Re: [libvirt PATCH 0/4] RFC: tests: introduce lavocado
Posted by Daniel P. Berrangé 2 years, 9 months ago
On Fri, Jul 02, 2021 at 07:23:57AM -0400, Cleber Rosa wrote:
> On Thu, Jul 1, 2021 at 2:05 PM Daniel P. Berrangé <berrange@redhat.com> wrote:
> >

> > Overall, I'm more enthusiastic about writing tests in Python
> > than Perl, for the long term, but would also potentially like
> > to write tests in Go too.
> >
> > I'm wondering if we can't bridge the divide between what we
> > have already in libvirt-tck, and what you're bringing to the
> > table with avocado here. While we've not done much development
> > with the TCK recently, there are some very valuable tests
> > there, especially related to firewall support and I don't
> > fancy rewriting them.
> >
> > Thus my suggestion is that we:
> >
> >   - Put this avocado code into the libvirt-tck repository,
> >     with focus on the supporting infra for making it easy to
> >     write Python tests
> >
> 
> One drawback would be the various supporting files for a perl+Python
> package.  I mean, a Makefile.PL and a setup.py in the same repo can be
> a source of confusion.  But, maybe I'm overreacting.

• _Data lines_:
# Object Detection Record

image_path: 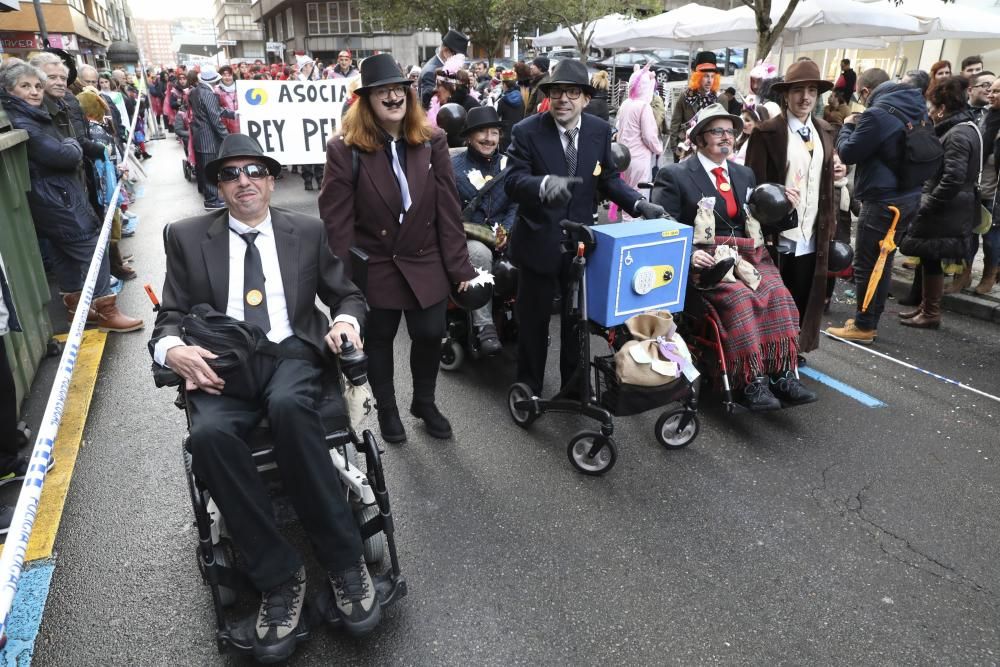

• _Task objective_: Can you extract the part of the libvirt mailing-list reply that starts with "Re: [libvirt PATCH" and goes on through "tests in Go too."? The material is separate from the libvirt mailing-list reply.

• _Response to this task_:
Re: [libvirt PATCH 0/4] RFC: tests: introduce lavocado
Posted by Daniel P. Berrangé 2 years, 9 months ago
On Fri, Jul 02, 2021 at 07:23:57AM -0400, Cleber Rosa wrote:
> On Thu, Jul 1, 2021 at 2:05 PM Daniel P. Berrangé <berrange@redhat.com> wrote:
> >

> > Overall, I'm more enthusiastic about writing tests in Python
> > than Perl, for the long term, but would also potentially like
> > to write tests in Go too.